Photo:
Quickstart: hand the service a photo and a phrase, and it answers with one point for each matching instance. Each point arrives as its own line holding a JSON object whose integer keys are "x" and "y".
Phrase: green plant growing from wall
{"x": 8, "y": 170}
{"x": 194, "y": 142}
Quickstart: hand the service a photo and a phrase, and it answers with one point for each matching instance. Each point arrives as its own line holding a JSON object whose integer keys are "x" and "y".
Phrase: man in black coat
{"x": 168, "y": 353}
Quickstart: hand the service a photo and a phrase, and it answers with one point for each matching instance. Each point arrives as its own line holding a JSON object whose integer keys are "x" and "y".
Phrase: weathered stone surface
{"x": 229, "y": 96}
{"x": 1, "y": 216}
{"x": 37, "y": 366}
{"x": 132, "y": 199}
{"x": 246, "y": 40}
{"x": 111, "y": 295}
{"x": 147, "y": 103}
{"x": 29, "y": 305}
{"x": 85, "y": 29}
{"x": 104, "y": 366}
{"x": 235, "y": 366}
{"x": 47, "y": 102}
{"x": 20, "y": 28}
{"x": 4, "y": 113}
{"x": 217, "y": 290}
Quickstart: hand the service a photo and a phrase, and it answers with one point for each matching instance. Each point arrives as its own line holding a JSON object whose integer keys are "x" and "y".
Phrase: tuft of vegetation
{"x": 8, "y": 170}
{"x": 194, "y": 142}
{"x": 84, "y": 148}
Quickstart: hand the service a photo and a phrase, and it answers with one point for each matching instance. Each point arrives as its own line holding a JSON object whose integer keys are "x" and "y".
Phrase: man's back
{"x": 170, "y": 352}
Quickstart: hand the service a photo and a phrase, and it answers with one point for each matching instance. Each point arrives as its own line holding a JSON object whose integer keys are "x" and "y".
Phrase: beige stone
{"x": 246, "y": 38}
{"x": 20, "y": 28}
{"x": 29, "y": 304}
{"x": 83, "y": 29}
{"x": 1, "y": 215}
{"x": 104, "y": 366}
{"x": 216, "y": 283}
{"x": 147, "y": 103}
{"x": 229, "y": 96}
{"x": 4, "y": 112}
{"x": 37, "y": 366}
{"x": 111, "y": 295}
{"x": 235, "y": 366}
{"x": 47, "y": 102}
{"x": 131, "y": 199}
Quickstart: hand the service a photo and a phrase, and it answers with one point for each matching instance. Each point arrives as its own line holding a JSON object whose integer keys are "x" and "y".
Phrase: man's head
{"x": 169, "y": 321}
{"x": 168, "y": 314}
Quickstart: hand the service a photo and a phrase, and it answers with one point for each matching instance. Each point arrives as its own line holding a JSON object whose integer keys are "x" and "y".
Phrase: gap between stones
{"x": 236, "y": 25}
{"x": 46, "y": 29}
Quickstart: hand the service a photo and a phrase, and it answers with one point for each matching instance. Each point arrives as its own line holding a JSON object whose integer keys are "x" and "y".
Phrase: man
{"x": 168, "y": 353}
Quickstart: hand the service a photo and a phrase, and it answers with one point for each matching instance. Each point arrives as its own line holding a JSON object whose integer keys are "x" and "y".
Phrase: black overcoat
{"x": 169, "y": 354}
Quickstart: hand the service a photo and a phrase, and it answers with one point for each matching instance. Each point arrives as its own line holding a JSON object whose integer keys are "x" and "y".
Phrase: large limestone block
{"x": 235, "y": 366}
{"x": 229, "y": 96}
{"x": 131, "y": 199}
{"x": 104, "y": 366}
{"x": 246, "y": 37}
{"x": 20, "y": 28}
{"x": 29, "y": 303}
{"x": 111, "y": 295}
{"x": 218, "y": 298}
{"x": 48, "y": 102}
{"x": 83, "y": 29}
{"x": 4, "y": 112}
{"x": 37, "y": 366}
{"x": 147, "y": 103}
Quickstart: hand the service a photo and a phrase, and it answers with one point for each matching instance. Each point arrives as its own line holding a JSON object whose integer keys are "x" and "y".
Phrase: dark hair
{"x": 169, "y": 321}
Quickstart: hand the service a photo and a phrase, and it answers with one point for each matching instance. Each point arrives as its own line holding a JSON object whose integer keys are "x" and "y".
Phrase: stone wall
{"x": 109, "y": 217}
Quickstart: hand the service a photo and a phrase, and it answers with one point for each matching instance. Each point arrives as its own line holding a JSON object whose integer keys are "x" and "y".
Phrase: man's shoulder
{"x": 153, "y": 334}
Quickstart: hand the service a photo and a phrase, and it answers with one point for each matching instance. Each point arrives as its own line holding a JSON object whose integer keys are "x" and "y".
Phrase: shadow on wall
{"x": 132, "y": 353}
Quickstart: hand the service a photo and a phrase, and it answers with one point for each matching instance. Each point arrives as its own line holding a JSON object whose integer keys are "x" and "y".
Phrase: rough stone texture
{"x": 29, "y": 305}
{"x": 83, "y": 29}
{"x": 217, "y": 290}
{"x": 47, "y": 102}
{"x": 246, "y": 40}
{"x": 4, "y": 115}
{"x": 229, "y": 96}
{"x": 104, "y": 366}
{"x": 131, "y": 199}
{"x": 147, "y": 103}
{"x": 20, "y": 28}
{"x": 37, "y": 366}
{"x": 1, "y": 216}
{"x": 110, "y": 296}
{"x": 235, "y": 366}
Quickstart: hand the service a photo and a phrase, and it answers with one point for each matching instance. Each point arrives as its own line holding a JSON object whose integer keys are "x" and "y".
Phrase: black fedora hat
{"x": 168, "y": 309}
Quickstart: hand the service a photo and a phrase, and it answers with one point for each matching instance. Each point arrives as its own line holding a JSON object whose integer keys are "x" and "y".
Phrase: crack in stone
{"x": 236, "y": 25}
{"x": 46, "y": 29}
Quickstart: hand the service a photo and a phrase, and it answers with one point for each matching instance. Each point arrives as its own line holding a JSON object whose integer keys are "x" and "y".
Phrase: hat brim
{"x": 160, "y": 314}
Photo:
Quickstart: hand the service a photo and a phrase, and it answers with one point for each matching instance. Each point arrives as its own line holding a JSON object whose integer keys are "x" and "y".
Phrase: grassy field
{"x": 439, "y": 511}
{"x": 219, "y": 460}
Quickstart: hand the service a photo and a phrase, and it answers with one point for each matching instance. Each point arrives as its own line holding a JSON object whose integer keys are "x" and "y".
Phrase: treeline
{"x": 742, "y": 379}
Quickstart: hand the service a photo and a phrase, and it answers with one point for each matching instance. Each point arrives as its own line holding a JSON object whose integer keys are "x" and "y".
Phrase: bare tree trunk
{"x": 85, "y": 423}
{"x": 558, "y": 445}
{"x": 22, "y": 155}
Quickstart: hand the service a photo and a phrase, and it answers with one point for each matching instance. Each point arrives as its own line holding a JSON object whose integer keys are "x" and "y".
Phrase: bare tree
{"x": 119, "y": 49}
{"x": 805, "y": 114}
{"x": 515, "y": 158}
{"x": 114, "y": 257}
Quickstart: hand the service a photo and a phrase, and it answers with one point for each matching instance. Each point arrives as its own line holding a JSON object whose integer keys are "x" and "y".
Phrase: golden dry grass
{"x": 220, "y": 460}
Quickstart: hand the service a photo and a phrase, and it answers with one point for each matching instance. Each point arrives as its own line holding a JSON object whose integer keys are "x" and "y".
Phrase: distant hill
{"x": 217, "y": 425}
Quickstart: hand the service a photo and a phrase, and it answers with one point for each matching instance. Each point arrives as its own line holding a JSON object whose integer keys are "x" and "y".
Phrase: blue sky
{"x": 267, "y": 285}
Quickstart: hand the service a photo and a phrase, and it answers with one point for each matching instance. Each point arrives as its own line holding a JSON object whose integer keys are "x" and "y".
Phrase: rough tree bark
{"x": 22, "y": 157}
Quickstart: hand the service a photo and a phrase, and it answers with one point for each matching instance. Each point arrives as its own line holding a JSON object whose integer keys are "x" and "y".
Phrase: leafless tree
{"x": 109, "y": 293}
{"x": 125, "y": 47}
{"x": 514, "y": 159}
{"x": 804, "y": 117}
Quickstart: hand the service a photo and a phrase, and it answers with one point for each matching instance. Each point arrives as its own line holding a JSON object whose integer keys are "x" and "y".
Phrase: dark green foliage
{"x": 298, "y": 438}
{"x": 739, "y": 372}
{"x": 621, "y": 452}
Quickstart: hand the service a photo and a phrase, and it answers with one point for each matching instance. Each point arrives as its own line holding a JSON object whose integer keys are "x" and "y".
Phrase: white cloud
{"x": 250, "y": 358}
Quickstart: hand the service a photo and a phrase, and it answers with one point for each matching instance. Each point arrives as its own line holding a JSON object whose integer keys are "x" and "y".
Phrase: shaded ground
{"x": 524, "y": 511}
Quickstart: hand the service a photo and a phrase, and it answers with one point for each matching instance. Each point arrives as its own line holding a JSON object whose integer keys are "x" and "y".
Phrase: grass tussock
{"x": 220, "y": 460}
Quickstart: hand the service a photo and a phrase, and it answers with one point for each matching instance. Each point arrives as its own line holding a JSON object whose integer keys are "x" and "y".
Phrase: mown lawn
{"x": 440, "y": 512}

***

The result consists of the line with "Phrase: shaded ground" through the last line of the entries above, repeated exactly and with nothing else.

Phrase: shaded ground
{"x": 524, "y": 511}
Quickstart: hand the service a photo and a phrase, and it answers with one point for each matching instance. Each point arrives as its own line holding a JSON object whose integer keys are "x" and "y".
Phrase: grass tussock
{"x": 220, "y": 460}
Quickstart: hand the service a photo and a phrase, and it answers with one point for each matching instance. Each point arrives as its own line holding a JSON object whose integer keys are "x" and "y".
Phrase: mown lawn
{"x": 440, "y": 512}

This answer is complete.